[DATASET RECORDS]

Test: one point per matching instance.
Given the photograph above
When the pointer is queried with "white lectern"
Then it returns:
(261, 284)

[/DATASET RECORDS]

WHAT THE TASK ASKS - Go through the data and retype all of it exactly.

SOLUTION FOR THIS PROBLEM -
Test: one point per matching instance.
Given the photograph above
When the pointer is queried with "white lectern"
Then it returns:
(261, 284)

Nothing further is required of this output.